═══ Data lines

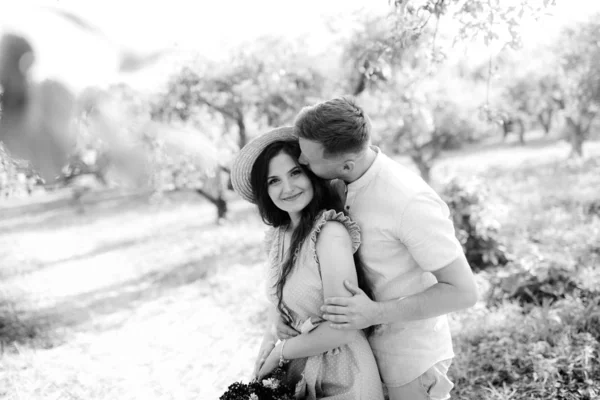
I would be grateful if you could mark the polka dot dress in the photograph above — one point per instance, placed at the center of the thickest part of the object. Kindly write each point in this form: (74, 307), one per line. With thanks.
(345, 373)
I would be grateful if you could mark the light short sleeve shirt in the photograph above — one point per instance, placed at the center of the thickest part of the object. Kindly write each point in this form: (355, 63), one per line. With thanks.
(406, 234)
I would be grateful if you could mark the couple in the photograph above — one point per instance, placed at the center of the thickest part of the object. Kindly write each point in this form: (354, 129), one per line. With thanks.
(350, 319)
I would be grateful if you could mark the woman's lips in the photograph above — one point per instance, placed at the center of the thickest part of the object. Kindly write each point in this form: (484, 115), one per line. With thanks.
(292, 198)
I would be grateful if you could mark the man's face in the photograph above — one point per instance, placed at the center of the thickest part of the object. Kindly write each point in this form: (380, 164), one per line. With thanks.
(312, 157)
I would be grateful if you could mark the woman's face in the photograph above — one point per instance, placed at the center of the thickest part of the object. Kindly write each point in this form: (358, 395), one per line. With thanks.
(288, 186)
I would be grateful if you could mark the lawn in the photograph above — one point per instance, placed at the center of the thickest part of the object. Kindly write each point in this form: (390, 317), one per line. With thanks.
(147, 299)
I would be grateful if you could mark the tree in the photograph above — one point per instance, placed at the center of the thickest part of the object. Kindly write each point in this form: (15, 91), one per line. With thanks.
(579, 57)
(264, 83)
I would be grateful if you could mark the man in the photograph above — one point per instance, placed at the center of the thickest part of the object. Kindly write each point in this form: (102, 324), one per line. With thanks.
(416, 265)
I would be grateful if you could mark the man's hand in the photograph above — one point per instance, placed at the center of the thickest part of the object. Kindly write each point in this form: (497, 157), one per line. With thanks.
(270, 363)
(283, 330)
(263, 353)
(356, 312)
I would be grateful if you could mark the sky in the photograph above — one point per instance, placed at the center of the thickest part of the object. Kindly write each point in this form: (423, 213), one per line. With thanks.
(185, 28)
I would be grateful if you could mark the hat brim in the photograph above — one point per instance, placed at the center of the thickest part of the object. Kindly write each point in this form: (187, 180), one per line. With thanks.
(244, 161)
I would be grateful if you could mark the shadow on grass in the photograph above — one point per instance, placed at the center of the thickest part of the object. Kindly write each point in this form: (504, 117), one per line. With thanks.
(205, 220)
(119, 300)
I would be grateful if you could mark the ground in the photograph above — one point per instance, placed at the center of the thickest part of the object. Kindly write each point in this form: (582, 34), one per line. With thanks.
(140, 299)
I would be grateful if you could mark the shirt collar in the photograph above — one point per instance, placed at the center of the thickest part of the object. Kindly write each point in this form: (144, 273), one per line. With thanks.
(370, 174)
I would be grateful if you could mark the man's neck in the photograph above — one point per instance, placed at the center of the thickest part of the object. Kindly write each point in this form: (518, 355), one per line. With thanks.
(362, 165)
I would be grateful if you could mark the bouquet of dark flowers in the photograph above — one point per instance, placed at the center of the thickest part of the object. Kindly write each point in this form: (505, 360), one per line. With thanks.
(269, 388)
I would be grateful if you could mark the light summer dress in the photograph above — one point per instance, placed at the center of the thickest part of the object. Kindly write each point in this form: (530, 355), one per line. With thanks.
(348, 372)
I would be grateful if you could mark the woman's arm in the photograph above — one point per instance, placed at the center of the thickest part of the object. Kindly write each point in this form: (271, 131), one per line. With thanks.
(268, 342)
(334, 251)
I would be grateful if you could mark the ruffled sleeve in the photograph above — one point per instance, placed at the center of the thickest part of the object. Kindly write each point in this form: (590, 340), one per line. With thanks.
(332, 215)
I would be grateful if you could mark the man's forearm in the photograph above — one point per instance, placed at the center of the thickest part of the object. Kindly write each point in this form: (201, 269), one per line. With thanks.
(437, 300)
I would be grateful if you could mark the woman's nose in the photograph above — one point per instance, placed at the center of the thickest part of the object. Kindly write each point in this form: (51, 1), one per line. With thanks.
(287, 186)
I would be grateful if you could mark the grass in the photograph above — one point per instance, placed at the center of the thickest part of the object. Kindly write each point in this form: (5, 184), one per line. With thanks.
(146, 300)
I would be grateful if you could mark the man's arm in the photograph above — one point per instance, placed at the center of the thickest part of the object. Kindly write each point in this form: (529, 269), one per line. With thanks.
(455, 290)
(428, 234)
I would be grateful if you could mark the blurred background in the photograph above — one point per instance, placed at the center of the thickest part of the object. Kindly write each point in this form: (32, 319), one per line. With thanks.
(128, 267)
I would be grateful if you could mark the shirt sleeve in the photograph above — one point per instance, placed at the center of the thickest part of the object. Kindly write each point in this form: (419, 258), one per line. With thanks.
(427, 231)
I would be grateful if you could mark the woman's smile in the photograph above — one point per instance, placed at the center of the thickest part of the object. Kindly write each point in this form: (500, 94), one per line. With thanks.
(293, 197)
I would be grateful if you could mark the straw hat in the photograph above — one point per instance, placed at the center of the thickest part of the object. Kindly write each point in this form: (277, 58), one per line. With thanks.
(244, 161)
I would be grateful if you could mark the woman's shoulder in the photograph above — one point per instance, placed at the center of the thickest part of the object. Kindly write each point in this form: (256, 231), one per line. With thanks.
(332, 222)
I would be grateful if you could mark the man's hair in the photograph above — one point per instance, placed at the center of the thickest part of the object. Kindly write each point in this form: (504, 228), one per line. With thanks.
(339, 125)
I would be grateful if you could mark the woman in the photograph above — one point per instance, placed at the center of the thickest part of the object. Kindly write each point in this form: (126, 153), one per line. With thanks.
(311, 249)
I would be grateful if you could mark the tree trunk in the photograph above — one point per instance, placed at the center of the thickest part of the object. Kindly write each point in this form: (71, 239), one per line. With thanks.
(545, 119)
(218, 201)
(576, 137)
(241, 131)
(519, 122)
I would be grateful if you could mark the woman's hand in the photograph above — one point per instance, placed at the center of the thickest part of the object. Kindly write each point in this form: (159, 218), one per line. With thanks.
(270, 363)
(263, 353)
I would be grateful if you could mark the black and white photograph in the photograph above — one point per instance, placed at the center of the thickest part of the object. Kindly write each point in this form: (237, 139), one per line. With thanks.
(317, 200)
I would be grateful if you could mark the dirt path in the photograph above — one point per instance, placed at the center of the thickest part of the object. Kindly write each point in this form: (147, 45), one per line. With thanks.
(154, 301)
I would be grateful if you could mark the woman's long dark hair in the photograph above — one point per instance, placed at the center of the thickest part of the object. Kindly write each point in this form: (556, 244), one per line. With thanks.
(325, 198)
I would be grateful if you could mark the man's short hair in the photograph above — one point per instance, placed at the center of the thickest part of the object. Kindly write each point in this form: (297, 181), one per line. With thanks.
(339, 125)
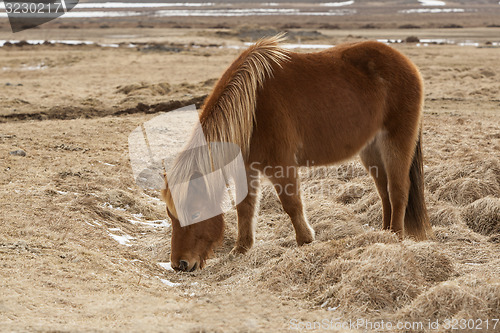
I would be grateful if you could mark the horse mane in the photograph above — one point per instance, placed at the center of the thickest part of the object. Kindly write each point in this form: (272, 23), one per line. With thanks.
(229, 113)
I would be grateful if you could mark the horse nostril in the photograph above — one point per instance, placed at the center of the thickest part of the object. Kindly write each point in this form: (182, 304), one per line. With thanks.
(183, 265)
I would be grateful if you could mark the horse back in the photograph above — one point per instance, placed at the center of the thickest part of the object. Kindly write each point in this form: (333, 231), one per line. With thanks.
(324, 107)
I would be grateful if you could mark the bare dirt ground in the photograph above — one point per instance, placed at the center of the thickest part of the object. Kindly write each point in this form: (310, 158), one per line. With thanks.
(65, 204)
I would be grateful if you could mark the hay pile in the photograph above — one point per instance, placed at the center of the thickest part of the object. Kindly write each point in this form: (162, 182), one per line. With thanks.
(483, 216)
(354, 270)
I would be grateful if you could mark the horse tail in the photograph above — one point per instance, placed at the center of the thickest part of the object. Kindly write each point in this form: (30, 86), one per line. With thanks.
(416, 224)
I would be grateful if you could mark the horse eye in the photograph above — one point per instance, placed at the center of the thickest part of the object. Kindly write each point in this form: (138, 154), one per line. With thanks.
(195, 216)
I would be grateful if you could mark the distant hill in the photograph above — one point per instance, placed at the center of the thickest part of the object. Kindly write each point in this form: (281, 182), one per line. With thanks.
(367, 2)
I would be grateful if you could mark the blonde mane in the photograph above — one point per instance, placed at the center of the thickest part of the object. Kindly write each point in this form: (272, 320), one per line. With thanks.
(228, 116)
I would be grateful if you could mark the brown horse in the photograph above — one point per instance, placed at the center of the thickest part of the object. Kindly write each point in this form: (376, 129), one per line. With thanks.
(286, 110)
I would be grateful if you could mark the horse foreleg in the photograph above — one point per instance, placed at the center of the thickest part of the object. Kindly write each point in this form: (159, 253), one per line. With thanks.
(247, 210)
(288, 189)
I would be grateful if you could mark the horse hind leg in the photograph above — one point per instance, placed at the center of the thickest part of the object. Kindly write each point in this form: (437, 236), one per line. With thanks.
(372, 160)
(288, 189)
(247, 210)
(397, 153)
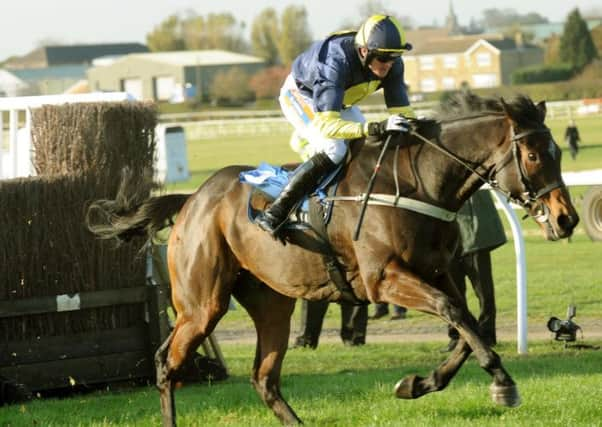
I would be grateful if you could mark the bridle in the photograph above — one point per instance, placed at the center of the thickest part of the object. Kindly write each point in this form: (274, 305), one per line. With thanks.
(526, 198)
(530, 195)
(529, 198)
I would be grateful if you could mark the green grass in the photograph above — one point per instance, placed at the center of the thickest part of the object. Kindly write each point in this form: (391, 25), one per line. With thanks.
(339, 386)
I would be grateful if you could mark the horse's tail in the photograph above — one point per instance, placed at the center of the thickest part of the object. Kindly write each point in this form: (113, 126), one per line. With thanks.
(127, 216)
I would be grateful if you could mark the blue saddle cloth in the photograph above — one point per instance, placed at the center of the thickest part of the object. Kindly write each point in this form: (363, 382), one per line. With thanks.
(271, 180)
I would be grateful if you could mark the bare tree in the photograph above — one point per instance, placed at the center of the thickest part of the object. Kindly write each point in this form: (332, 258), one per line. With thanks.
(265, 33)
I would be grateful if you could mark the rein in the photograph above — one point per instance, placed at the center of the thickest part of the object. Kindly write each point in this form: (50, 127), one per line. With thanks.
(513, 154)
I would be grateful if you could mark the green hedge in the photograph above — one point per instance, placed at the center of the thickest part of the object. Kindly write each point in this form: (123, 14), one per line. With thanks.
(542, 74)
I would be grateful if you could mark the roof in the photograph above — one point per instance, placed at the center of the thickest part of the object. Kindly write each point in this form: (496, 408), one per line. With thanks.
(71, 54)
(197, 57)
(8, 79)
(461, 44)
(59, 72)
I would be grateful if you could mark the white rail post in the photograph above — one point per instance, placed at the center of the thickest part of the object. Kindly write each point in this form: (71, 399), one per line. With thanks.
(1, 142)
(521, 273)
(12, 140)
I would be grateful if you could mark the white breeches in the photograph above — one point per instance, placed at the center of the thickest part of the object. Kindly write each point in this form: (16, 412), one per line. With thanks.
(306, 140)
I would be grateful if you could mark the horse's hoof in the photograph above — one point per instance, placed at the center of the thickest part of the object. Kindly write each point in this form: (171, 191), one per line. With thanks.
(505, 395)
(405, 387)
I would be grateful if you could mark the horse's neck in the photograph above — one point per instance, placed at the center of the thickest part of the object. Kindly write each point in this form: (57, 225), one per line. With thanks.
(477, 142)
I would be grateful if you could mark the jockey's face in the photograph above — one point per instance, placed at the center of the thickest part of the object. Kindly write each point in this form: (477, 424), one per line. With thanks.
(379, 67)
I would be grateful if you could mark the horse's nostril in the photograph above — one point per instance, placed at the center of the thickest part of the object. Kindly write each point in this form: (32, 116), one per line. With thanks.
(567, 222)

══════

**Short task:** Output an exact copy of the lines beginning at the one that holds "I would be grateful if you could mark the white rail" and running through the final line of the records.

**Result for this task:**
I would be grateful if you could mark the white rail post in the photograph above — one point per instance, placed at the center of the thickest part of the object. Kindly write each point in this form: (71, 399), one per line. With thanks.
(1, 142)
(521, 273)
(12, 140)
I would be grateful if you could mark the white breeches in the photograph above — one point per instance, placed at the center of the thickest part of the object. Kindly write each point in this form: (16, 412), one per line. With thanks.
(306, 140)
I would be grateful if you could mark the horse's hoof in the photograph above — one point per instance, placed at the center of the thickest part of the object. Kindly write each point in this form: (171, 191), one per line. With thanks.
(505, 395)
(405, 387)
I would be grateful if you could mark the horse's neck in the photograph above — one point per instance, placed at the center of the thickest part of the object. Kindly write each point in this form: (57, 225), one per line. With thanks.
(477, 142)
I would be grateful if you could mark the jockey's face in the photograph above — one point per instance, placed at the center of the thickest part of the object. Kindly write each point in this form: (477, 424), one per line. With thanks.
(379, 67)
I would be grateful if you could mark the horse's nostril in the photograph above — one point per instance, placed at the center of the thickest part of the object. Kindly write each point in this form: (32, 116), one per line. With thanks.
(567, 222)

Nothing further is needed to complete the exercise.